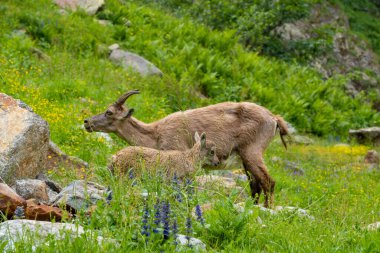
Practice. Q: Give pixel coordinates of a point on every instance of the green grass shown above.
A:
(78, 81)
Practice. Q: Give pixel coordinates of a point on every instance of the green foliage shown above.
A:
(364, 20)
(253, 20)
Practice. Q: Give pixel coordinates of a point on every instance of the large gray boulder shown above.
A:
(12, 231)
(89, 6)
(35, 189)
(24, 140)
(133, 61)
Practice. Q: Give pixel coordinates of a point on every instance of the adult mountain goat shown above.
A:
(243, 128)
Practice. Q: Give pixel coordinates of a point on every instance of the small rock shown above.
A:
(374, 226)
(80, 195)
(114, 47)
(41, 55)
(32, 189)
(89, 6)
(299, 211)
(372, 157)
(9, 200)
(207, 180)
(303, 140)
(36, 211)
(294, 168)
(55, 187)
(194, 242)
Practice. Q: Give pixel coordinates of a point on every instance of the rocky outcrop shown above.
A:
(13, 231)
(24, 140)
(133, 61)
(89, 6)
(370, 135)
(35, 189)
(80, 195)
(341, 52)
(9, 200)
(37, 211)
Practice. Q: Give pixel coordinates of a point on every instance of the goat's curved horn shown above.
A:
(124, 97)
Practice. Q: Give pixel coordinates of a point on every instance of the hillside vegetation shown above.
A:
(58, 64)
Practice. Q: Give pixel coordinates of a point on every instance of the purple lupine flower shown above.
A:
(19, 212)
(131, 176)
(198, 212)
(146, 226)
(175, 231)
(189, 230)
(157, 216)
(189, 188)
(165, 219)
(177, 188)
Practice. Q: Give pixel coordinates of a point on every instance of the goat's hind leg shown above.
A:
(254, 186)
(255, 166)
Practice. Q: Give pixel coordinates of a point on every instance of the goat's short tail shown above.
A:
(281, 125)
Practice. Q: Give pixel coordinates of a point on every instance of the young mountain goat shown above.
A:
(176, 162)
(243, 128)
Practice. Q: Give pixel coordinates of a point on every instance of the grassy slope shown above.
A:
(78, 81)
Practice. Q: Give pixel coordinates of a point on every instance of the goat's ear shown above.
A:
(196, 137)
(203, 140)
(129, 113)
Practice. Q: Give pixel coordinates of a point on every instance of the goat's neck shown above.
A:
(194, 154)
(138, 133)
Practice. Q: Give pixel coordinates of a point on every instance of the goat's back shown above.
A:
(230, 125)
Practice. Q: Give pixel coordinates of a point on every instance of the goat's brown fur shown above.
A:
(173, 162)
(245, 128)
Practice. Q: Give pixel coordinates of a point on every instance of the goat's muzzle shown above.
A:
(87, 126)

● Assignment
Leave out every picture and copy the rest of the records exactly.

● Solution for this task
Practice. Q: Give pixel coordinates of a point on every instance of the green grass shown above.
A:
(78, 81)
Practice. Q: Give pixel coordinates of a point on every instance of the green foliage shown above.
A:
(364, 20)
(253, 20)
Practice. Q: Give pixel coordinates of a point on every instance of the large gray boulder shown above.
A:
(12, 231)
(89, 6)
(35, 189)
(24, 140)
(133, 61)
Practice. Q: Give pixel coordinates of a point on every instance of the adult mountain goat shown above.
A:
(243, 128)
Practice. Q: Give pixel coordinates of a point on every instance of the small rock shown above.
A:
(374, 226)
(80, 195)
(114, 47)
(41, 55)
(32, 189)
(89, 6)
(299, 211)
(372, 157)
(9, 200)
(207, 180)
(303, 140)
(36, 211)
(294, 168)
(55, 187)
(194, 242)
Practice. Q: Give pixel coordinates of a point on every instance of the rocky outcrop shown above.
A:
(13, 231)
(24, 140)
(133, 61)
(89, 6)
(370, 135)
(35, 189)
(80, 195)
(341, 52)
(9, 200)
(37, 211)
Practice. Q: Give pixel coordinates of a point on every instance of the goat's curved horn shown above.
A:
(124, 97)
Practice. Q: Give pixel coordinates of a point on every instance of the hillside vegetation shown above.
A:
(58, 64)
Practice. Q: Give pixel coordinates of a point on every instance of the purple lupine flower shown above.
A:
(19, 212)
(131, 176)
(198, 212)
(146, 226)
(175, 231)
(189, 230)
(157, 216)
(189, 188)
(165, 219)
(177, 188)
Practice. Q: Give pixel coordinates of a point on every instance of the goat's hind leg shown above.
A:
(254, 186)
(255, 166)
Practice. Q: Give pixel coordinates of a point on every instance of the goat's short tail shown above.
A:
(281, 125)
Practice. Q: Give pixel coordinates of a point on every instance of the young mountain goat shown above.
A:
(176, 162)
(243, 128)
Practice. Q: Give pixel coordinates of a point on every instance of the grassy slope shown above.
A:
(78, 81)
Practice. Q: Give pixel coordinates of a point on every instance of the goat's ear shown above.
A:
(196, 137)
(203, 140)
(129, 113)
Practice. Q: Give pixel coordinates of a point on every instance of the goat's neck shown above.
A:
(194, 154)
(138, 133)
Practice. Q: Give pixel coordinates of a point on every instance of the goat's back shown above.
A:
(230, 125)
Practice. Q: Give pixel coordinates of a point on every instance of the goat's brown fur shown above.
A:
(173, 162)
(245, 128)
Practice. Q: Give pixel coordinates of a point on every instance of the goat's muzzle shown above.
A:
(87, 126)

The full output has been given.